Task description
Count the lines in the items below that contain the string "white", with uppercase and lowercase treated as different. Reply with only the number.

===== Task material =====

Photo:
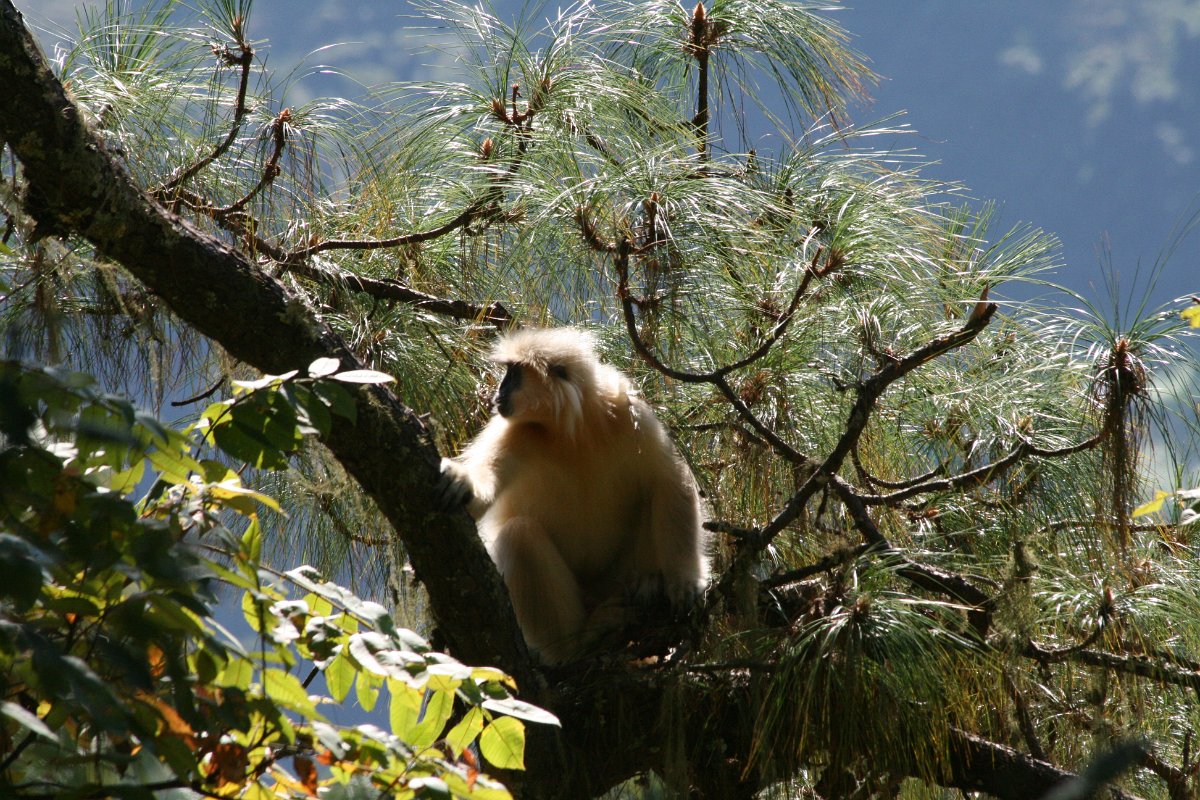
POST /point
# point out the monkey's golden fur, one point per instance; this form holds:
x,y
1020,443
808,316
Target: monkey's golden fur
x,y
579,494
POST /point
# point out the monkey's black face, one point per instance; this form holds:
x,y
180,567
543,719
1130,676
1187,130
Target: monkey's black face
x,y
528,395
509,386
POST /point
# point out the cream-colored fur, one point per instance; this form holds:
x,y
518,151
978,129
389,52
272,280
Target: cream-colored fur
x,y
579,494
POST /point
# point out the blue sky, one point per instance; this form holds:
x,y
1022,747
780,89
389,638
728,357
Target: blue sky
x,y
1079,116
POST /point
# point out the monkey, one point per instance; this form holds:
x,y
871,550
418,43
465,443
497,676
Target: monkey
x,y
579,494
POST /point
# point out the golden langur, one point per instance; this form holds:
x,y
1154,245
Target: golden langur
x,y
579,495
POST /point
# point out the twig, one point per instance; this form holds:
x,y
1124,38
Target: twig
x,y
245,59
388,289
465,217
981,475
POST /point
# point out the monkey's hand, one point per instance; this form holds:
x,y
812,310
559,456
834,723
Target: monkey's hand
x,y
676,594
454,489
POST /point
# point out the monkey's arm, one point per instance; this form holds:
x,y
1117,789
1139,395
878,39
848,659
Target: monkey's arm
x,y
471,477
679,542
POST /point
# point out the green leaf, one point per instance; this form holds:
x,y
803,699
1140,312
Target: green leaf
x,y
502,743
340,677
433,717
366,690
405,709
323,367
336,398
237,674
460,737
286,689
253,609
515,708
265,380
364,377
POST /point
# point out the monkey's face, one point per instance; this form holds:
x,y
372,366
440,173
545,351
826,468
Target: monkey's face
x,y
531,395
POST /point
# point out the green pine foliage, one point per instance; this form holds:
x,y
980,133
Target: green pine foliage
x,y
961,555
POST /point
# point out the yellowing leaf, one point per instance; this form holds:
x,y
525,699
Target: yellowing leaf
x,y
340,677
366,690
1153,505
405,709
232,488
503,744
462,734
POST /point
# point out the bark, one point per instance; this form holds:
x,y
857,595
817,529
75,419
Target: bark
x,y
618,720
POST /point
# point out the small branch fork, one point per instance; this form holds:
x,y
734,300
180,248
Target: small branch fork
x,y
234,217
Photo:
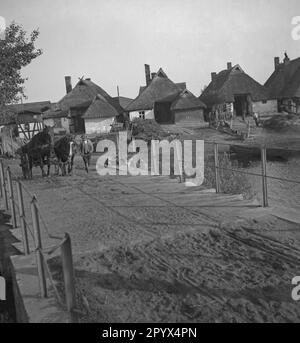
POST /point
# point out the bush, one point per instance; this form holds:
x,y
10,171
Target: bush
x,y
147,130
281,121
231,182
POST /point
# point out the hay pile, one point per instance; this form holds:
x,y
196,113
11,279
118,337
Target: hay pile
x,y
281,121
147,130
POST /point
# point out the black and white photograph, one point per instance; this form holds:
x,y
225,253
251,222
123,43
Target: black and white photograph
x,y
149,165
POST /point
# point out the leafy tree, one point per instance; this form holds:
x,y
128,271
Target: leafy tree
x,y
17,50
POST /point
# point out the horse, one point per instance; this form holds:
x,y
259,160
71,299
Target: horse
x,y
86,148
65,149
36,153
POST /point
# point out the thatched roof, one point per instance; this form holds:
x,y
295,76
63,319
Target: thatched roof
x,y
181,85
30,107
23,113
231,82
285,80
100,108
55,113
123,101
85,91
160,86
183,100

=====
===== Task material =====

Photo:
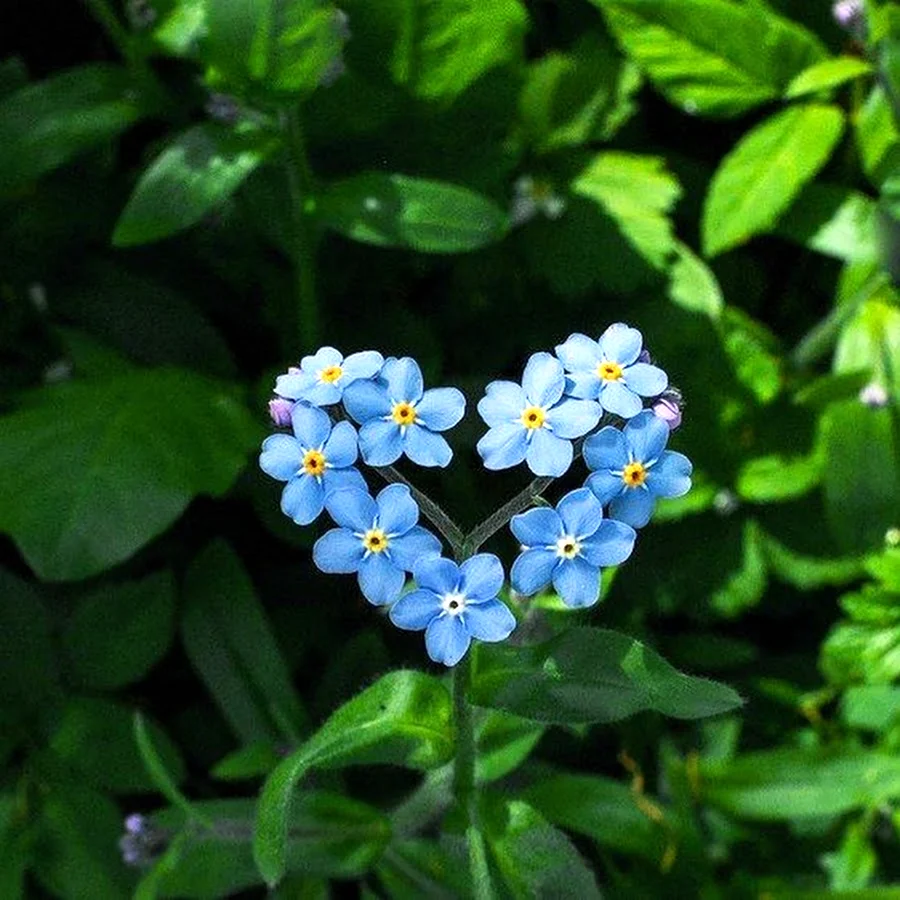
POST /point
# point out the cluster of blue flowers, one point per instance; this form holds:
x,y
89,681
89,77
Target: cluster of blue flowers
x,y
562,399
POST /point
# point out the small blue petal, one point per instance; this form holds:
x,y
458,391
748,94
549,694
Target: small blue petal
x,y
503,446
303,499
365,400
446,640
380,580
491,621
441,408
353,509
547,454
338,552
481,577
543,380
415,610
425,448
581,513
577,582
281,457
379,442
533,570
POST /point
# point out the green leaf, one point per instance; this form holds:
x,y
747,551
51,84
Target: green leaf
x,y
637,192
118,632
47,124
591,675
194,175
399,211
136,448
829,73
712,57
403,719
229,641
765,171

=====

Task solution
2